Energy production is arguably one of the most important factors underlying modern civilisation. Energy allows us to inhabit inhospitable parts of the Earth in relative comfort (using heating and air conditioning), create large cities (by efficiently transporting food and pumping water), or maintain our health (providing the energy for water purification). It also connects people by allowing long-distance travel and facilitating digital communication.

But energy is a sensitive subject at the moment, mainly for two reasons. Firstly, the way we currently produce energy is not sustainable: the Earth’s oil, coal, gas, and uranium reserves are finite, and we are tearing through them. Secondly, it is widely acknowledged that burning fossil fuels is affecting the Earth’s climate as we release greenhouse gases into the atmosphere. How we deal with these issues is a vital, but challenging problem.

Tokamaks are nuclear fusion reactors which are designed to prove the feasibility of fusion as a large-scale and carbon-free source of energy. These reactors are suggested as one of the potential solutions to the global energy challenge. Nuclear fusion involves controlling plasmas at temperatures of 100 Million degrees Celsius, which is ten times the temperature of the Sun. However, this produces unwanted turbulence in the tokamak due to the huge temperature gradients at certain plasma parameters. One of the challenges for Culham Centre for Fusion Energy (CCFE) is to identify such chaotic scenarios in order to avoid damage to the facility and to optimise the efficiency of energy production by stabilising the plasma.

Attracted by the recent spectacular successes of machine learning techniques for image classification, Debasmita Samaddar, a computational plasma physicist from CCFE, approached Oxford Mathematicians Nicolas Boullé, Vassilios Dallas, and Yuji Nakatsukasa to investigate whether machine learning can be employed to effectively control fusion reactors. The research that was carried out focused on how time series can be classified into chaotic or not (see Fig. 1) using machine learning.

Figure 1: A non-chaotic (left) and a chaotic (right) time series generated by the Lorenz system.

__________

* YOUR INSTRUCTIONS:
Resume the passage on machine learning for fusion reactors, starting after the Figure 1 caption.

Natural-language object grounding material
__________

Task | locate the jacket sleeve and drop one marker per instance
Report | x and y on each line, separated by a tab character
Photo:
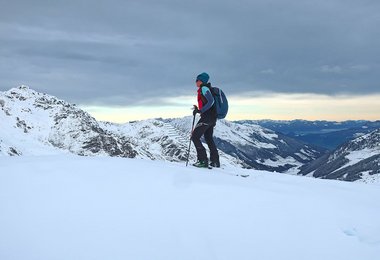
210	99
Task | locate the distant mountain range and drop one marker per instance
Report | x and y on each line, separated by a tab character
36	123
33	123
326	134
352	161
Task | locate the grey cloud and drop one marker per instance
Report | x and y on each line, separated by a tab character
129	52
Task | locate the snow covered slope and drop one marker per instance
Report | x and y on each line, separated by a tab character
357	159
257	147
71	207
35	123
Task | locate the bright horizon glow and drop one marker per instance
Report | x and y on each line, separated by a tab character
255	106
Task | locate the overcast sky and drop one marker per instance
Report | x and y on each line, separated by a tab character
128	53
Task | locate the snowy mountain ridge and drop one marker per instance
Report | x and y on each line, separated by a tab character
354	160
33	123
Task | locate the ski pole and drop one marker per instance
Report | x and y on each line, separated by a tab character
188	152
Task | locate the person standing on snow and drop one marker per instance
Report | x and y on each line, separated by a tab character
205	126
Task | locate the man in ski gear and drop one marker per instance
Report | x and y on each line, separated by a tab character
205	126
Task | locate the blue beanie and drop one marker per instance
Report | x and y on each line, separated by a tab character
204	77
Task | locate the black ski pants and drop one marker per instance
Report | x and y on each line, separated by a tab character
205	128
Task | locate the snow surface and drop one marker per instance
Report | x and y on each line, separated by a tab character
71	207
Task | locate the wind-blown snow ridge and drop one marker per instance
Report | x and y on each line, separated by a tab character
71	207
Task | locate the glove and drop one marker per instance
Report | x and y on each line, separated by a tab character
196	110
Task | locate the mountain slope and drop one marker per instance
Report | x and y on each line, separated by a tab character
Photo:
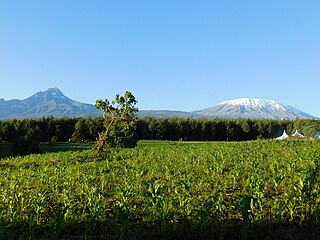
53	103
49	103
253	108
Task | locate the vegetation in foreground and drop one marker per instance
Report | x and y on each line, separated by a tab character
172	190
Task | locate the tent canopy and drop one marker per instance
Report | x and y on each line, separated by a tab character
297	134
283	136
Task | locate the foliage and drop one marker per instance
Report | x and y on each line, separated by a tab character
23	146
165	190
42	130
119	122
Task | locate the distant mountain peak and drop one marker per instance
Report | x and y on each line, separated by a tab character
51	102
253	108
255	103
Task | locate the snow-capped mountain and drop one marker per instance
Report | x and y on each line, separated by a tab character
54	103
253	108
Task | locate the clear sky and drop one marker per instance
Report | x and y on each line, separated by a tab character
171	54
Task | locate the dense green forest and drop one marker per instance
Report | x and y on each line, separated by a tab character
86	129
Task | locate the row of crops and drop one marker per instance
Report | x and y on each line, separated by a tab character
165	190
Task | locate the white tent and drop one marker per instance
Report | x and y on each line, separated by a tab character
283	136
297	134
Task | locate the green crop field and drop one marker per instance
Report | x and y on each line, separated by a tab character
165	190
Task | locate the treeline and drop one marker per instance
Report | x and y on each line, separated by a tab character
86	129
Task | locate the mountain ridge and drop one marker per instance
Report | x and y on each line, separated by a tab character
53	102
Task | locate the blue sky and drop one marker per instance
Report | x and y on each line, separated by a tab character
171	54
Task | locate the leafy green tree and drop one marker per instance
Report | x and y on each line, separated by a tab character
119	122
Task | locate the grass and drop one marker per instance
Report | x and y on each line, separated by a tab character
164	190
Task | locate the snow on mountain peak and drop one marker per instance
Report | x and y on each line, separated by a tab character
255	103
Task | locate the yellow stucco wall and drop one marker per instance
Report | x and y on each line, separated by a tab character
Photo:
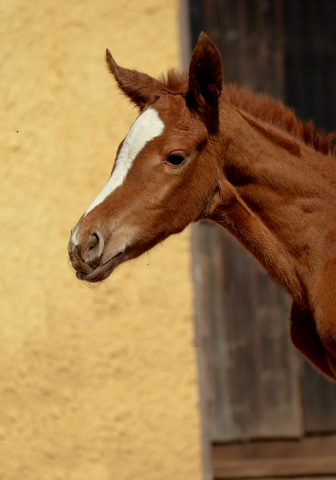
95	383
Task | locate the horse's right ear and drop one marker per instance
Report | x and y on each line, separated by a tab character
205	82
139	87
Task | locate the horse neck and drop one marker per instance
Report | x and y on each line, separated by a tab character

__________

* OUTPUT FOR THIS EXERCISE:
Contrary to standard machine learning techniques, the neural network was trained on a different and simpler set than the testing set of interest in order to demonstrate the generalisation ability of neural networks in this classification problem. The main challenge is to learn the chaotic features of the training set, without overfitting, and generalise on the testing data set, which behaves differently. Using a neural network that was trained on the Lorenz system, which is a system of three coupled nonlinear Ordinary Differential Equations (ODEs), we were able to classify time series of the Kuramoto-Sivashinsky (KS) equation  (see Fig. 2) as chaotic or not with high accuracy. The KS equation arises in a wide range of physical problems including instabilities in plasmas and is a characteristic example of a nonlinear PDE that exhibits spatiotemporal chaos.

 

Figure 2: A spatiotemporal chaotic solution of the Kuramoto-Sivashinsky equation (left) and its corresponding chaotic energy time series (right).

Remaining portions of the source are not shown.